## HOW TO COMPLETE THIS TASK
Give all of the data below again exactly, and drop the images.

## DATA IN THIS EXERCISE
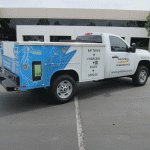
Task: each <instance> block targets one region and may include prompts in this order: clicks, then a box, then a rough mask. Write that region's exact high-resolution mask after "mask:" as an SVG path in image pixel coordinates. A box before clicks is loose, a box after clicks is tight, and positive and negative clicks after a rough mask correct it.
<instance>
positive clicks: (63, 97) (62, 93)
mask: <svg viewBox="0 0 150 150" xmlns="http://www.w3.org/2000/svg"><path fill="white" fill-rule="evenodd" d="M71 93H72V84H71V82H70V81H68V80H64V81H62V82H60V83H59V84H58V86H57V95H58V96H59V97H60V98H62V99H65V98H68V97H69V96H70V95H71Z"/></svg>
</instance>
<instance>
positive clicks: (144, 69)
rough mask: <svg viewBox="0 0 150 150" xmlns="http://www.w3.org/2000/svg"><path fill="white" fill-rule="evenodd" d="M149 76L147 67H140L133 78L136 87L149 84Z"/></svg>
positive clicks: (142, 85)
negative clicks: (146, 83)
mask: <svg viewBox="0 0 150 150" xmlns="http://www.w3.org/2000/svg"><path fill="white" fill-rule="evenodd" d="M148 76H149V72H148V69H147V67H145V66H139V67H138V68H137V71H136V72H135V74H134V76H133V77H132V81H133V83H134V85H137V86H143V85H145V83H146V82H147V79H148Z"/></svg>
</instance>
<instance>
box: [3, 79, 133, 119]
mask: <svg viewBox="0 0 150 150" xmlns="http://www.w3.org/2000/svg"><path fill="white" fill-rule="evenodd" d="M77 87H78V90H77V96H78V99H79V100H83V99H87V98H91V97H94V96H98V95H102V94H103V95H104V96H106V97H108V96H111V93H112V92H113V91H120V90H121V91H122V90H126V89H129V88H134V86H133V84H132V81H131V79H128V78H119V79H109V80H104V81H99V82H85V83H80V84H78V85H77ZM0 95H1V96H0V118H1V117H3V116H8V115H13V114H16V113H22V112H26V111H31V110H35V109H40V108H44V107H57V105H56V103H55V99H53V97H51V94H50V92H49V91H47V90H45V89H37V90H29V91H22V92H6V91H4V92H2V91H0ZM73 101H74V99H72V100H71V102H73ZM64 105H66V104H64Z"/></svg>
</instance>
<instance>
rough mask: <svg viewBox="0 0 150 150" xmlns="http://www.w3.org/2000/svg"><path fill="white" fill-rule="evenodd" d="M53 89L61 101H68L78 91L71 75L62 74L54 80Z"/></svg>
mask: <svg viewBox="0 0 150 150" xmlns="http://www.w3.org/2000/svg"><path fill="white" fill-rule="evenodd" d="M51 91H52V94H53V96H54V97H55V98H56V99H57V102H59V103H66V102H68V101H70V100H71V98H73V96H74V94H75V92H76V82H75V80H74V79H73V78H72V77H71V76H69V75H61V76H59V77H57V78H56V79H54V81H53V82H52V87H51Z"/></svg>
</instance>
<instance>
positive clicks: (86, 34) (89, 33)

## OUTPUT BELOW
Task: each <instance> block targets one region and may include prompts in this order: clicks, then a box, then a rough mask. Write that region's exact high-resolution mask after "mask:" as an SVG path in image pixel coordinates. A box before clicks is loose, a box after clicks is tight, and positive and negative clicks after a rough mask correct it.
<instance>
positive clicks: (63, 97) (62, 93)
mask: <svg viewBox="0 0 150 150" xmlns="http://www.w3.org/2000/svg"><path fill="white" fill-rule="evenodd" d="M71 93H72V84H71V82H70V81H68V80H64V81H62V82H60V83H59V84H58V86H57V95H58V96H59V97H60V98H62V99H65V98H68V97H69V96H70V95H71Z"/></svg>
</instance>
<instance>
positive clicks: (144, 69)
rough mask: <svg viewBox="0 0 150 150" xmlns="http://www.w3.org/2000/svg"><path fill="white" fill-rule="evenodd" d="M149 76L147 67H140L133 78L136 87L149 84Z"/></svg>
positive clicks: (142, 85)
negative clicks: (146, 83)
mask: <svg viewBox="0 0 150 150" xmlns="http://www.w3.org/2000/svg"><path fill="white" fill-rule="evenodd" d="M148 76H149V72H148V69H147V67H145V66H139V67H138V68H137V71H136V72H135V74H134V76H133V77H132V81H133V83H134V85H137V86H143V85H145V83H146V82H147V79H148Z"/></svg>
</instance>
<instance>
box: [3, 79, 133, 119]
mask: <svg viewBox="0 0 150 150" xmlns="http://www.w3.org/2000/svg"><path fill="white" fill-rule="evenodd" d="M77 87H78V90H77V96H78V99H79V100H83V99H87V98H91V97H94V96H98V95H102V94H103V95H104V96H106V97H108V96H111V93H112V92H113V91H120V90H121V91H122V90H126V89H129V88H134V86H133V84H132V81H131V79H128V78H119V79H109V80H104V81H99V82H85V83H80V84H78V85H77ZM0 95H1V96H0V118H1V117H3V116H8V115H13V114H16V113H22V112H26V111H31V110H35V109H40V108H44V107H57V105H56V103H55V99H53V97H51V94H50V92H49V91H47V90H45V89H37V90H29V91H22V92H6V91H4V92H2V91H0ZM73 101H74V99H72V100H71V102H73ZM64 105H66V104H64Z"/></svg>
</instance>
<instance>
rough mask: <svg viewBox="0 0 150 150" xmlns="http://www.w3.org/2000/svg"><path fill="white" fill-rule="evenodd" d="M53 89L61 101H68L78 91L71 75L62 74L54 80Z"/></svg>
mask: <svg viewBox="0 0 150 150" xmlns="http://www.w3.org/2000/svg"><path fill="white" fill-rule="evenodd" d="M51 91H52V94H53V96H54V97H55V98H56V99H57V102H59V103H66V102H68V101H70V100H71V98H73V96H74V94H75V92H76V82H75V80H74V79H73V78H72V77H71V76H69V75H61V76H59V77H57V78H56V79H54V81H53V82H52V87H51Z"/></svg>
</instance>
<instance>
positive clicks: (86, 34) (89, 33)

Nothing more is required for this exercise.